■ Position identification records:
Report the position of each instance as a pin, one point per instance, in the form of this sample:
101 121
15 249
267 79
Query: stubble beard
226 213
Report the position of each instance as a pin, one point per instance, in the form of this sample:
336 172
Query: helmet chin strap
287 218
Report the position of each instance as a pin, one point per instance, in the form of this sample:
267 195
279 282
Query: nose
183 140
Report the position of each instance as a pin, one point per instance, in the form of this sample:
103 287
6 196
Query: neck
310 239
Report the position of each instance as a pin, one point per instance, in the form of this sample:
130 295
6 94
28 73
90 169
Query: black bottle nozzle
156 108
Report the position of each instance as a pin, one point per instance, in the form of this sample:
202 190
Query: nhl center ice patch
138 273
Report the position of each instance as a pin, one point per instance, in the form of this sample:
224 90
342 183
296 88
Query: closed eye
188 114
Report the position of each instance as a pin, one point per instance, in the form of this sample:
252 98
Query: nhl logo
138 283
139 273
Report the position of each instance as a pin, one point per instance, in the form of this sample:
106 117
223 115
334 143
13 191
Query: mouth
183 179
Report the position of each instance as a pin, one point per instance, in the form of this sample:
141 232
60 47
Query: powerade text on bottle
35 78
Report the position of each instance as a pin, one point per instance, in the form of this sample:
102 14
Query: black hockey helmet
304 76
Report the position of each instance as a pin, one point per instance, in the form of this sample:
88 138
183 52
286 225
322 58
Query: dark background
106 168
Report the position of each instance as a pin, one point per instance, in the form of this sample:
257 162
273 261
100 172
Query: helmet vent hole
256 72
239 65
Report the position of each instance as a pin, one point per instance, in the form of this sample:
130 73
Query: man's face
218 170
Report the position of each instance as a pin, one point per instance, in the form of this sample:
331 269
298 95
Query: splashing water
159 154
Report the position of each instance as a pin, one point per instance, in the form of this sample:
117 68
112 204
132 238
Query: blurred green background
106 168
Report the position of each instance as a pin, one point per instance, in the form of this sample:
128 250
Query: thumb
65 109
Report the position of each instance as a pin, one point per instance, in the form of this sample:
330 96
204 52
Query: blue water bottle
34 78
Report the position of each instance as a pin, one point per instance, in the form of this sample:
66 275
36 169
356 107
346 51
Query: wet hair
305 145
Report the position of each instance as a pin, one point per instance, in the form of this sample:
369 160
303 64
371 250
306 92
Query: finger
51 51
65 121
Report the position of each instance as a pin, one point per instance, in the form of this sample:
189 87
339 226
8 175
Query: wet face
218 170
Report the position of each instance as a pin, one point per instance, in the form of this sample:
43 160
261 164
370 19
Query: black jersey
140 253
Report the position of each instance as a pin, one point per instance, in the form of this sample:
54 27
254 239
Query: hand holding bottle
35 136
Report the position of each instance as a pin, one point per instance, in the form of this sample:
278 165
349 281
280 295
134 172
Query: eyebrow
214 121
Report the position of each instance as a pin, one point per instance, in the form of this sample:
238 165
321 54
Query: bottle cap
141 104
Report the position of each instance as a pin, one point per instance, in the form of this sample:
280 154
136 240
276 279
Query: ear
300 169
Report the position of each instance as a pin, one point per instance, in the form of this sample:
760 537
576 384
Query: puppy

■ WHAT IS BEING ASKED:
Output all of the data above without any alteration.

■ RESPONSE:
Report the position of each instance as a pin, one point per instance, in the form of this sample:
101 121
15 249
267 79
Query: stubble beard
226 213
Report the position of each instance as a pin, one point per instance, in the form of this sample:
336 172
Query: helmet chin strap
287 218
Report the position of each instance as a pin, one point per instance, in the form of this sample:
267 195
279 282
Query: nose
183 140
Report the position of each instance as a pin, one point per instance, in the form of this sample:
103 287
6 196
Query: neck
310 239
Report the position of each instance as a pin, one point per instance, in the form of this sample:
130 295
6 94
28 73
90 169
Query: black bottle nozzle
156 108
Report the position of each instance as a pin, one point per instance, in the form of this sample:
202 190
Query: nhl center ice patch
138 273
Report the position of each instance as a pin, one point per instance, in the form of this sample:
224 90
342 183
296 88
Query: closed eye
188 114
Report the position of each instance as a pin, one point per instance, in the form of this sample:
252 98
Query: nhl logo
138 283
139 273
Report the position of each instance as a pin, one point per instance, in the form of this sample:
106 117
223 115
334 143
13 191
Query: mouth
183 179
Report the position of each instance as a pin, one point per instance, in the form of this sample:
141 232
60 47
Query: powerade text on bottle
35 78
Report the position of each instance as a pin, one point per instance, in the form of this sample:
102 14
Query: black hockey helmet
304 76
Report the position of each instance as a pin, one point per instance, in the form of this sample:
88 138
183 52
286 225
322 58
Query: dark background
106 168
Report the position of each instance as a pin, one point per instance, in the form of this sample:
257 162
273 261
100 172
Query: helmet vent hole
256 72
239 65
Report the position of each instance as a pin, one point per instance, in the form of this sample:
130 73
Query: man's face
218 170
Report the position of each instance as a pin, one point per instance, in the form of this sample:
331 269
298 95
Query: splashing water
159 154
Report the position of each instance as a pin, one point per instance, in the form of this sample:
117 68
112 204
132 238
Query: blurred green background
106 168
Report the position of each instance as a pin, one point per instance, in the form of this sample:
128 250
Query: thumb
65 109
Report the position of each instance as a pin, one point per instance, in the form of this sample:
330 96
204 52
Query: blue water bottle
34 78
Report the position of each instance as a pin, one point per instance, in the form of this sample:
66 275
36 169
356 107
346 51
Query: wet hair
305 145
Report the position of each instance as a pin, one point per instance, in the form of this sample:
369 160
303 64
371 250
306 92
Query: finger
51 51
65 121
Report the position of each instance as a pin, one point per instance, in the form of this sample:
189 87
339 226
8 175
Query: wet face
218 170
Report the position of each instance as a pin, one point per instance, in the form of this sample:
43 160
261 164
370 19
Query: black jersey
140 253
Report the position of each instance as a pin, one point per instance, in the form of this sample:
54 27
254 239
Query: hand holding bottle
35 136
Report the position of each instance as a pin, one point per instance, in the form of this sample:
278 165
349 281
280 295
134 172
Query: eyebrow
214 121
Report the position of each instance as a pin, one point per instance, in the form of this sample:
238 165
321 54
Query: bottle cap
141 104
Report the position of each instance as a pin, one point per instance, in the form of this sample:
280 154
136 240
276 279
Query: ear
300 169
Report the position of each instance as a pin, one point per instance, in the form of this sample:
760 537
576 384
Query: puppy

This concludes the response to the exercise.